ACTIVITY => Transcribe the part of the extension installation reference that begins at the words "All other properties" and stops after "(install-program ID FILELIST [INFOLIST])".

TEXT SEGMENT =>
The optional argument INFOLIST should be an association list that
maps symbols to values, this list will be stored as ID.setup-info at the same
location as the extension code. Currently the following properties are used:
syntax
[extension property] (syntax)
Marks the extension as syntax-only. No code is compiled, the extension is intended
as a file containing macros to be loaded at compile/macro-expansion time.
require-at-runtime
[extension property] (require-at-runtime ID ...)
Specifies extensions that should be loaded (via require) at runtime. This is mostly
useful for syntax extensions that need additional support code at runtime.
version
[extension property] (version STRING)
Specifies version string.
static
[extension property] (static STRING)
If the extension also provides a static library, then STRING should
contain the name of that library. Used by csc when compiling with
the -static-extensions option.
static-options
[extension property] (static-options STRING)
Additional options that should be passed to the linker when linking
with the static version of an extension (see static above). Used
by csc when compiling with the -static-extensions option.
All other properties are currently ignored. The FILELIST argument may also be a single
string.
install-program
[procedure] (install-program ID FILELIST [INFOLIST])
Similar to install-extension, but installs an executable program in the
executable path (usually /usr/local/bin).
install-script
[procedure] (install-script ID FILELIST [INFOLIST])
Similar to install-program, but additionally changes the file permissions of all
files in FILELIST to executable (for installing shell-scripts).
run
[syntax] (run FORM ...)
Runs the shell command FORM, which is wrapped in an implicit quasiquote.
(run (csc ...)) is treated specially and passes -v (if -verbose has been given
to chicken-install) and -feature compiling-extension options to the compiler.
compile
[syntax] (compile FORM ...)
Equivalent to (run (csc FORM ...)).
make
[syntax] (make ((TARGET (DEPENDENT ...) COMMAND ...) ...) ARGUMENTS)
A make macro that executes the expressions COMMAND ..., when any of the dependents
DEPENDENT ... have changed, to build TARGET. This is the same as the make
extension, which is available separately. For more information, see
make.
patch
[procedure] (patch WHICH REGEX SUBST)
Replaces all occurrences of the regular expression REGEX with the string SUBST,
in the file given in WHICH. If WHICH is a string, the file will be patched and
overwritten. If WHICH is a list of the form OLD NEW, then a different file named
NEW will be generated.
copy-file
[procedure] (copy-file FROM TO)
Copies the file or directory (recursively) given in the string FROM to the destination
file or directory TO.
move-file
[procedure] (move-file FROM TO)
Moves the file or directory (recursively) given in the string FROM to the destination
file or directory TO.
remove-file*
[procedure] (remove-file* PATH)

THE DATA =>

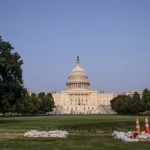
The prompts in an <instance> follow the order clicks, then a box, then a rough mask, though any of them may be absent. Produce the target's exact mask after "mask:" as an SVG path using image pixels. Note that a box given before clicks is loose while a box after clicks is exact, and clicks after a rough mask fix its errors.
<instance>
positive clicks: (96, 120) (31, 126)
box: [0, 115, 150, 150]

EXPECTED OUTPUT =>
All other properties are currently ignored. The FILELIST argument may also be a single
string.
install-program
[procedure] (install-program ID FILELIST [INFOLIST])